▶ **Goals**:
1. Determine whether each statement below agrees with the rotation operator text: (a) the translation operator with zero displacement equals the identity; (b) the second argument of the rotation operator indicates the rotation axis; (c) a Hamiltonian independent of the x position leads to conservation of linear momentum. For each, answer yes or no and quote the deciding words of the text.
2. Extend the rotation operator text, beginning after its final sentence.

## Start Supplied text

# Rotation operator

This article concerns the rotation operator, as it appears in quantum mechanics.

## The translation operator

The rotation operator R(z, t), with the first argument z indicating the rotation axis and the second t = θ the rotation angle, is based on the translation operator T(a), which is acting on the state |x in the following manner:

T(a)|x = |x + a

We have:

T(0) = 1
T(a) T(da)|x = T(a)|x + da = |x + a + da = T(a + da)|x
T(a) T(da) = T(a + da)

Taylor developement gives:

T(da) = T(0) + dT/da(0) da + ... = 1 - i/h px da with px = i h dT/da(0)

From that follows:

T(a + da) = T(a) T(da) = T(a)(1 - i/h px da) ⇒
[T(a + da) - T(a)]/da = dT/da = - i/h px T(a)

This is a differential equation with the solution T(a) = exp(- i/h px a).

Additionally, suppose a Hamiltonian H is independent of the x position. Because the translation operator can be written in terms of px, and [px,H]=0, we know that [H,T(a)]=0. This result means that linear momentum for the system is conserved.

## End Supplied text
## Start Extracted entries

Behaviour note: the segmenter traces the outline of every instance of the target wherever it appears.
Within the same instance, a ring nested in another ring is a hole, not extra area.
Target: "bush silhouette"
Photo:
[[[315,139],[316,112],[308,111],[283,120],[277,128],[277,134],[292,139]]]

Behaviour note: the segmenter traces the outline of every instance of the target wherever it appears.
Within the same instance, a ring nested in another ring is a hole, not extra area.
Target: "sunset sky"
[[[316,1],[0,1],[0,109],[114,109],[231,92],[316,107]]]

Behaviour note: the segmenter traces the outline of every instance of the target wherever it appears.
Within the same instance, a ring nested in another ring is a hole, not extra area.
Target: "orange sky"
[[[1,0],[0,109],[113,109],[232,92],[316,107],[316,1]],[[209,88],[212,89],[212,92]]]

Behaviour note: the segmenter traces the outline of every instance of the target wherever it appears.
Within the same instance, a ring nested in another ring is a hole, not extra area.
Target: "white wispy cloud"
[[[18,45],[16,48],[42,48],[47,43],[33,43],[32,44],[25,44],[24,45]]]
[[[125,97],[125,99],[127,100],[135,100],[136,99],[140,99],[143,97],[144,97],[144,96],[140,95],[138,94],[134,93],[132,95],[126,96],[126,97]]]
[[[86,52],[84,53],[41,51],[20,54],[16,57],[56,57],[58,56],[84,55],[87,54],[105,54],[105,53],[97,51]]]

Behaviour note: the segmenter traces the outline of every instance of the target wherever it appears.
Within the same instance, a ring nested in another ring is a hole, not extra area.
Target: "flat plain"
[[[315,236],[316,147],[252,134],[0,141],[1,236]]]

## End Extracted entries

▶ **Responses to the tasks**:
1.
(a) Yes: "T(0) = 1"
(b) No: "the first argument z indicating the rotation axis and the second t = θ the rotation angle"
(c) Yes: "suppose a Hamiltonian H is independent of the x position" and "This result means that linear momentum for the system is conserved."

2.
## The rotation operator related to the orbital angular momentum

Classically we have l = r x p. This is the same in QM considering r and p as operators. An infinitesimal rotation dt about the z-axis can be expressed by the following infinitesimal translations:

x' = x - y dt
y' = y + x dt

From that follows:

R(z, dt)|r = R(z, dt)|x, y, z = |x - y dt, y + x dt, z = Tx(-y dt) Ty(x dt)|x, y, z = Tx(-y dt) Ty(x dt)|r

And consequently:

R(z, dt) = Tx(-y dt) Ty(x dt)

Using Tk(a) = exp(- i/h pk a) with k = x,y and Taylor developement we get:

R(z, dt) = exp[- i/h (x py - y px) dt] = exp(- i/h lz dt) = 1 - i/h lz dt + ...

To get a rotation for the angle t, we construct the following differential equation using the condition R(z, 0) = 1:

R(z, t + dt) = R(z, t) R(z, dt) ⇒
[R(z, t + dt) - R(z, t)]/dt = dR/dt = R(z, t) [R(z, dt) - 1]/dt = - i/h lz R(z, t) ⇒
R(z, t) = exp(- i/h t lz)

Similar to the translation operator, if we are given a Hamiltonian H which rotationally symmetric about the z axis, [lz,H]=0 implies [R(z,t),H]=0. This result means that angular momentum is conserved.

For the spin angular momentum about the y-axis we just replace lz with sy = h/2 σy and we get the spin rotation operator D(y, t) = exp(- i t/2 σy).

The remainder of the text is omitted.